과제 요건: 아래의 모든 항목을 빠짐없이 추출하여 각 줄을 글자 하나 바꾸지 말고 원문과 똑같이 옮겨 적으시오.

저장된 항목:
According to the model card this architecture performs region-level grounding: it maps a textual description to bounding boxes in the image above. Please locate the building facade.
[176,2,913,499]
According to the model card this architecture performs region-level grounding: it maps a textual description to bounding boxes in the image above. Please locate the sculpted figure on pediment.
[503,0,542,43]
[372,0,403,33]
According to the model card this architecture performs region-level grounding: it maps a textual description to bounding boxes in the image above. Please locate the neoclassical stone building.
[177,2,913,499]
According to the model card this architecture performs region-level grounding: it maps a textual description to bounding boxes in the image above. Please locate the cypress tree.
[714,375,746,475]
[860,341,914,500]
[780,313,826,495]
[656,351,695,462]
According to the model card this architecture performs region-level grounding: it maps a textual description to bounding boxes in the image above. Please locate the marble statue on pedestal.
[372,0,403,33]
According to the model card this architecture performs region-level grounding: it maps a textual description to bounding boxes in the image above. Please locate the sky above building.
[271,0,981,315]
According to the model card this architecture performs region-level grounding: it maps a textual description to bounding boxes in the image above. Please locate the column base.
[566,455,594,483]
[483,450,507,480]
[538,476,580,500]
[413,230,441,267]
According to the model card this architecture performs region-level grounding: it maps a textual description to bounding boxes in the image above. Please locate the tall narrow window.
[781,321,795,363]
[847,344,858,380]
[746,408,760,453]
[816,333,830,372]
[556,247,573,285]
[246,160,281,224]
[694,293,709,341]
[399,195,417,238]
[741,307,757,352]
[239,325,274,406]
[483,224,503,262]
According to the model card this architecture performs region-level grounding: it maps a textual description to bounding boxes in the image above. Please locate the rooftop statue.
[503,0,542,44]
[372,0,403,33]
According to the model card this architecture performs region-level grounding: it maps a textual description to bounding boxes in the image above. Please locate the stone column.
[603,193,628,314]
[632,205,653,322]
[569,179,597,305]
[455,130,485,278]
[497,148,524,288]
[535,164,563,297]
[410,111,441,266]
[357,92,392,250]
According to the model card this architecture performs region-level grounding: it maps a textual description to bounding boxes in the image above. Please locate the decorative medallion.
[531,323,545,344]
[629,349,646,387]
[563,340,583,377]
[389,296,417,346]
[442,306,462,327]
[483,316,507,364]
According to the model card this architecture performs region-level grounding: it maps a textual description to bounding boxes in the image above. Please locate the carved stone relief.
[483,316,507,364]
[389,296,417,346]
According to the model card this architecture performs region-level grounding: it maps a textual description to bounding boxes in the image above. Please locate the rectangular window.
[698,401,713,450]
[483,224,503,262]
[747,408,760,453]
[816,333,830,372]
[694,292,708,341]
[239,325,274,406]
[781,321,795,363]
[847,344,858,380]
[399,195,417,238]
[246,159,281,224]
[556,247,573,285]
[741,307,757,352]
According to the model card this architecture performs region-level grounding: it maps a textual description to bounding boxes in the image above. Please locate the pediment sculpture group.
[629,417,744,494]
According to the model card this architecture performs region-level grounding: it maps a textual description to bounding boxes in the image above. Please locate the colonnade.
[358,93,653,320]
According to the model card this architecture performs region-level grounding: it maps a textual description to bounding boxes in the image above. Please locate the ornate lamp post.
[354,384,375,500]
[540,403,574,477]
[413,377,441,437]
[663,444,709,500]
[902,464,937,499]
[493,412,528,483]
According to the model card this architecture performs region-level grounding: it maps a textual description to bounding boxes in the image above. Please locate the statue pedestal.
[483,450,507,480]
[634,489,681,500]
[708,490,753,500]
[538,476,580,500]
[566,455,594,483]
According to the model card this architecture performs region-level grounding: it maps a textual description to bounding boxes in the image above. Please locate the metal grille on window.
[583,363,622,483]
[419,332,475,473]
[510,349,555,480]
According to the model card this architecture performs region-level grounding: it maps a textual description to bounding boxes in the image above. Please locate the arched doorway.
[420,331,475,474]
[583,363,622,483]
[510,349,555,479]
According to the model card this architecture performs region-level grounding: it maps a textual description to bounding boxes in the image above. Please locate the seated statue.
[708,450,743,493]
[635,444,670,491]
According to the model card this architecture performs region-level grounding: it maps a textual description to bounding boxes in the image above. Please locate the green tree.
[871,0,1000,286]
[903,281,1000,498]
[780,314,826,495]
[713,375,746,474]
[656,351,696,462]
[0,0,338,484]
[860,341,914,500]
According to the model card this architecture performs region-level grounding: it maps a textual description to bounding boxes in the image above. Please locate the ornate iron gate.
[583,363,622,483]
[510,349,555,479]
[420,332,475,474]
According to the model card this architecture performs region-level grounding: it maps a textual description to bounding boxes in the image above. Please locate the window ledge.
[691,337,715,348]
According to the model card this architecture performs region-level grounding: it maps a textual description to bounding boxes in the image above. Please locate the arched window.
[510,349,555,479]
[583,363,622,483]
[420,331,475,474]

출력 결과:
According to the model card this architecture performs region-level grounding: it maps a textual description to bounding boxes in the image above. Please locate the building facade.
[176,2,913,499]
According to the model card this architecture performs region-level grounding: it maps a textual description to bounding boxes in the image above. Please locate the sculpted figure on pediment.
[503,0,542,43]
[372,0,403,33]
According to the model card this architecture performs region-level grounding: it maps a textual description to bounding boxes in the image above. Please locate the neoclassical stone building.
[177,2,913,499]
According to the model card this architecture performs region-level grounding: it maps a textual description to bounding boxes in the image above. Please locate the cypress tree.
[714,375,746,475]
[860,341,914,500]
[780,313,826,495]
[656,351,695,462]
According to the model card this architecture performs region-level grounding: it maps a textual description to bounding boxes in the image above. Please locate the marble statue on pedestal.
[372,0,403,33]
According to the model card this architecture performs region-level grounding: it maps a textual description to bounding boxes in the image above. Please locate the sky above building.
[271,0,981,315]
According to the model card this architecture performs region-level grounding: it maps a textual description to bounding boxes in the image above. Please locate the column base.
[566,455,594,483]
[483,450,507,480]
[538,476,580,500]
[413,230,441,267]
According to the model card this architecture performs region-level grounding: it maps a textual description to bounding boxes in the image above. Please locate the tall narrow window.
[781,321,795,363]
[847,344,858,380]
[746,408,760,453]
[816,333,830,372]
[556,247,573,285]
[246,160,281,224]
[694,293,709,341]
[399,195,417,238]
[741,307,757,352]
[239,325,274,406]
[483,224,503,262]
According to the model card this architecture performs region-level grounding: it maps a textual description to bounding boxes in the image above. Please locate the rooftop statue.
[503,0,542,44]
[372,0,403,33]
According to the model card this architecture performs region-level grounding: it maps a textual description to bounding boxes in the image above. Please locate the stone column.
[603,193,628,314]
[632,205,653,322]
[569,179,597,305]
[455,130,485,278]
[497,148,524,288]
[535,164,563,297]
[410,111,441,266]
[357,92,392,250]
According to the model card this architecture performs region-level grounding: it maps a textual description to bounding boxes in the image above. Please locate the decorative medallion.
[531,323,545,344]
[629,349,646,387]
[563,340,583,377]
[389,296,417,346]
[442,306,462,327]
[483,316,507,364]
According to the model card this architecture performs region-level grounding: it maps a textual description to bounding boxes in the image above. Please locate the carved stone relief.
[483,316,507,364]
[389,296,417,346]
According to the model card this architecture performs region-level grounding: it maps a textual description to bounding boxes in the image above. Please locate the rectangular window.
[698,401,713,450]
[483,224,503,262]
[747,408,760,453]
[816,333,830,372]
[694,292,708,341]
[239,325,274,406]
[781,321,795,363]
[847,344,858,380]
[399,195,417,238]
[246,159,281,224]
[556,247,573,285]
[741,307,757,352]
According to the model card this architecture performs region-level grounding: it maps a textual description to bounding boxes in the image above. Please locate the pediment sculpture group.
[629,417,744,494]
According to the model card this architecture performs region-level grounding: it maps a textual description to bounding boxes in the image above. Please locate the colonnade.
[358,93,653,320]
According to the model card this architecture performs region-level grounding: it maps a textual description to bounding boxes in the image above. Please locate the ornate lamp post.
[354,384,375,500]
[540,403,574,477]
[413,377,441,437]
[663,444,709,500]
[902,464,937,499]
[493,412,528,483]
According to the model card this architecture performs region-level grounding: it maps a textual description to bounding boxes in the image above. Please locate the statue pedestal.
[483,450,507,480]
[634,489,681,500]
[708,490,753,500]
[538,476,580,500]
[566,455,594,483]
According to the model card this architecture performs region-level grounding: it maps a textual description to bounding boxes in the image above. Please locate the metal grille on window.
[583,363,622,483]
[419,332,475,473]
[510,349,555,480]
According to the model card this architecture performs region-level grounding: it maps a textual description to bounding boxes in the image above. Please locate the arched doorway.
[420,331,475,474]
[583,363,622,483]
[510,349,555,479]
According to the model card this architecture performs region-level grounding: it maps a textual description to bounding boxes in the image above. Please locate the seated statue.
[708,450,743,493]
[635,444,670,491]
According to the model card this architecture performs region-level grounding: it maps a textual description to bounding boxes in the image above. Please locate the green tree.
[871,0,1000,286]
[903,281,1000,498]
[780,314,826,495]
[713,375,746,474]
[656,351,696,462]
[0,0,338,484]
[860,341,914,500]
According to the model card this architecture performs region-level grounding: it maps a textual description to bounding boxes in the image above. Please locate the ornate iron gate.
[583,363,622,483]
[510,349,555,479]
[420,332,475,474]
According to the model card this architecture performs region-level grounding: it maps a textual description to bounding boxes in the image above. Please locate the window ledge.
[691,337,715,348]
According to the model card this architecture performs region-level grounding: it maps a textual description to bounding boxes in the image above. Please locate the arched window.
[510,349,555,479]
[583,363,622,483]
[420,331,475,474]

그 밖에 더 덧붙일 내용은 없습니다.